## BEGIN Record extracts
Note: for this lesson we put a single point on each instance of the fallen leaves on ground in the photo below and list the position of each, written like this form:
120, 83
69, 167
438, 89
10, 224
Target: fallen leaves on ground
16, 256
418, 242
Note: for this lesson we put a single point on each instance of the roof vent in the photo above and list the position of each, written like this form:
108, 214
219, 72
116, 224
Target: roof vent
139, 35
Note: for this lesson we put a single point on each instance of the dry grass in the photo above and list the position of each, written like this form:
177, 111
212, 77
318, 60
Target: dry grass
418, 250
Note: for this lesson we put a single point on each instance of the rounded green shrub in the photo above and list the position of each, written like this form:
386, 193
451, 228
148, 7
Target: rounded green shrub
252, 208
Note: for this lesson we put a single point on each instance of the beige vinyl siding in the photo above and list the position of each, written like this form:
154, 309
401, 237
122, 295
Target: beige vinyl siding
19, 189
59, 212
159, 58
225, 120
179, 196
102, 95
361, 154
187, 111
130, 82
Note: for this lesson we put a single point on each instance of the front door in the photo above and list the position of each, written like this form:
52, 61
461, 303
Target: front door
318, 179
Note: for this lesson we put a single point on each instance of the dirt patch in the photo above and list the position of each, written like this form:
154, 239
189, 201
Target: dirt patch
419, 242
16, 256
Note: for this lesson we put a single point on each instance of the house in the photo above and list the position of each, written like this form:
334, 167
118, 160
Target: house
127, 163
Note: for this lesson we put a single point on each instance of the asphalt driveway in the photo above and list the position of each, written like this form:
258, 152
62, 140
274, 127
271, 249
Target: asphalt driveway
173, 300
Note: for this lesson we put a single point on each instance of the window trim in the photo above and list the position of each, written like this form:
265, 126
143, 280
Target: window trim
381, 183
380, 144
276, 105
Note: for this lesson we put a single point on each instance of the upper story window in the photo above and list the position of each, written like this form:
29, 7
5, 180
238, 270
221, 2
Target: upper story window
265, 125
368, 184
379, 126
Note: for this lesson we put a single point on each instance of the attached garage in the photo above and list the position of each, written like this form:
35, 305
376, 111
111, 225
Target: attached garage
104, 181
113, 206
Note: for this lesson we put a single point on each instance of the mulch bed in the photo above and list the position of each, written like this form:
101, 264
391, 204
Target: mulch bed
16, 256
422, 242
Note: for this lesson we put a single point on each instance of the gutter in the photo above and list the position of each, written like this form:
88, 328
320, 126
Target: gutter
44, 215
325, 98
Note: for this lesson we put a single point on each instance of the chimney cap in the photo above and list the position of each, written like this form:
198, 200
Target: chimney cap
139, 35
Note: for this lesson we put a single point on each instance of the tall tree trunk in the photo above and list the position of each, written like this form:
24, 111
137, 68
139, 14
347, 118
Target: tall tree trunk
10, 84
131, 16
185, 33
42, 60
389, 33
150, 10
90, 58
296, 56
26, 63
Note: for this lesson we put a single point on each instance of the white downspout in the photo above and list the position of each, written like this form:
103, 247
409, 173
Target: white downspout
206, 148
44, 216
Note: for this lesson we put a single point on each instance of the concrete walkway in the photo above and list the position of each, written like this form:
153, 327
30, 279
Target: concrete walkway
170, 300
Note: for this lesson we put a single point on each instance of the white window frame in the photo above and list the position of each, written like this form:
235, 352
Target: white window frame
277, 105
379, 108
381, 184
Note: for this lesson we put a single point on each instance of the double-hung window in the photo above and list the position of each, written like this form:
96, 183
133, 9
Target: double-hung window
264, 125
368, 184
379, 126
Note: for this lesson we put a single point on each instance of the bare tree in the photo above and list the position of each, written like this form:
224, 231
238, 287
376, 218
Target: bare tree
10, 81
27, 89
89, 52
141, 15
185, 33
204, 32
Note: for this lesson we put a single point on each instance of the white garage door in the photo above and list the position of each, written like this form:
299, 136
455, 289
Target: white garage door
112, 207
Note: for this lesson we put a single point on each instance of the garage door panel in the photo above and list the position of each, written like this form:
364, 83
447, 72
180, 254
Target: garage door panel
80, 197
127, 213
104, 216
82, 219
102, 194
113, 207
## END Record extracts
• **Objective**: Render the listing as a numbered list from the line containing "the white garage" through the end of the listing, leaving out any blank lines.

• **Output for this exercise**:
1. Note: for this lesson we put a single point on each instance of the white garage door in the photo above and list the position of each, written like this form:
2. 299, 136
3. 455, 289
4. Target: white garage door
5. 112, 207
6. Note: for this lesson we put a single point on each instance of the garage door panel in the photo above and list the position of each, written like this form:
7. 364, 83
8. 447, 72
9. 180, 254
10. Target: garage door panel
11. 80, 197
12. 127, 213
13. 104, 216
14. 82, 219
15. 102, 194
16. 113, 207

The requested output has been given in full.